Note each line in the data below that holds "woman", and copy it.
---------------
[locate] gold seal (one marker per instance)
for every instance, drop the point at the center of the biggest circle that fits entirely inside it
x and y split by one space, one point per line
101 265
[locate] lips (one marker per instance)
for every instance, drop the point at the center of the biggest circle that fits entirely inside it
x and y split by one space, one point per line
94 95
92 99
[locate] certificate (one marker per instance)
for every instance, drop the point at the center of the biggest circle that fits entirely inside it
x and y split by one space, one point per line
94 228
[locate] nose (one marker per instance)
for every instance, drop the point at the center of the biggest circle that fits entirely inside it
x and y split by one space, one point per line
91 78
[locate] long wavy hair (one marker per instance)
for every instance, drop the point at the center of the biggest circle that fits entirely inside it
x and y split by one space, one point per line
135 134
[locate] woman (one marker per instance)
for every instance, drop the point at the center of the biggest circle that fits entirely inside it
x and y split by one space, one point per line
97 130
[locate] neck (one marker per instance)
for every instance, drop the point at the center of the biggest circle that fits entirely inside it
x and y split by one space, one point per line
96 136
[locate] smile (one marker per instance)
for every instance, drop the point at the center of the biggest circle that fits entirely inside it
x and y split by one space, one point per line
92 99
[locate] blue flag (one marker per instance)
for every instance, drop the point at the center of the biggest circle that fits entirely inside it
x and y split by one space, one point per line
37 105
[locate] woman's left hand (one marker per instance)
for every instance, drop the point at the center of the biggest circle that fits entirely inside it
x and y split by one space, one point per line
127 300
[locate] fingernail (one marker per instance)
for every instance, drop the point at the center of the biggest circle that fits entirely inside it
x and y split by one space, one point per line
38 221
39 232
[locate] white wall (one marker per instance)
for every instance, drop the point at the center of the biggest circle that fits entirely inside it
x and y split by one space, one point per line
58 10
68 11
---------------
• FINAL ANSWER
[locate] woman (one marker per instance)
[locate] woman's left hand (one marker per instance)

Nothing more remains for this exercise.